### Task prompt
An exact copy of every record is the expected answer.

Saved data entries
++++++++++++++++++++
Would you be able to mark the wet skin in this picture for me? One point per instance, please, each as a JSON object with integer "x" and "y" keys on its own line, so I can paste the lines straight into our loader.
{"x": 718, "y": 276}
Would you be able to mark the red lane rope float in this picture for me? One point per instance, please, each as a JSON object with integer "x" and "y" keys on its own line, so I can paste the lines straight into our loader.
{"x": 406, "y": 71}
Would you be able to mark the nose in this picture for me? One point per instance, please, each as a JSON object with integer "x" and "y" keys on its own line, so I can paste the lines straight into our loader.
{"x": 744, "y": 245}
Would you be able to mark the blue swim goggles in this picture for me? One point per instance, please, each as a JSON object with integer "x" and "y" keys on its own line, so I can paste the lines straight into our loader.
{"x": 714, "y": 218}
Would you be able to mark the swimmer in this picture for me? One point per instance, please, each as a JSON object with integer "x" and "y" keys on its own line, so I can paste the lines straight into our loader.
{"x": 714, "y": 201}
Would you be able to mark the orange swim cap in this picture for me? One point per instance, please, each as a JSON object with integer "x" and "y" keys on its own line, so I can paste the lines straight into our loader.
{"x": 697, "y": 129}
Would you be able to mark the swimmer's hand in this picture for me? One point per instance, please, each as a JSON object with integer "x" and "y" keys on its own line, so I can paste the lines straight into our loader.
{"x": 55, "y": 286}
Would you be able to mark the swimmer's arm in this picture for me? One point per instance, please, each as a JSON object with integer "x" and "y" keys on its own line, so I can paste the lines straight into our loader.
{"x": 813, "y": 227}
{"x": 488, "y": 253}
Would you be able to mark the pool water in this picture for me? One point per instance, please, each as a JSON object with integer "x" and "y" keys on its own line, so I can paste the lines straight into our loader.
++++++++++++++++++++
### Worked solution
Would you be able to mark the wet skin in this picture for me? One point per instance, please, each as a JSON object with integer "x" and "y" keys on its own line, so I can paste the lines straight into our loader.
{"x": 718, "y": 276}
Would you be able to mark the red lane rope float in this picture for me? One point per instance, please, each as a JSON object with integer "x" and "y" keys on its own line, so I can paste the lines straight into our loader.
{"x": 406, "y": 71}
Would you be able to mark the nose in this picture for me? One point per instance, please, each as a JSON object with integer "x" and "y" keys on its own line, so I can paste the lines straight into our loader.
{"x": 744, "y": 245}
Would you be able to mark the blue swim goggles in this picture for me? One point per instance, please, each as a JSON object with integer "x" and "y" keys on its own line, so I can paste the lines straight into our loader.
{"x": 714, "y": 218}
Would you be able to mark the swimmer in this picture for me? One point per instance, please, each as a JSON object with integer "x" and "y" keys on its own line, so I can paste the lines straight into our loader.
{"x": 714, "y": 201}
Would you be able to mark the orange swim cap in this picture for me? One point per instance, please, each as a JSON object with integer "x" and "y" keys on its own line, so I can paste the lines straight into our loader.
{"x": 697, "y": 129}
Would you be able to mark the swimmer's hand in this picture for me? One point per instance, please, each as a JSON object with integer "x" and "y" keys on its own line, so I can paste the lines straight into our loader.
{"x": 55, "y": 286}
Would you be able to mark the swimmer's arm in this picture for me? One point per instance, please, each as a JSON object with integer "x" and "y" keys on its own line, so I can paste the lines straight into our loader.
{"x": 813, "y": 227}
{"x": 488, "y": 253}
Would you be able to mark the pool water in this picture for me? One point per instance, please, each as a JSON object with integer "x" and "y" keys on its own line, so I can paste the lines straight into our loader.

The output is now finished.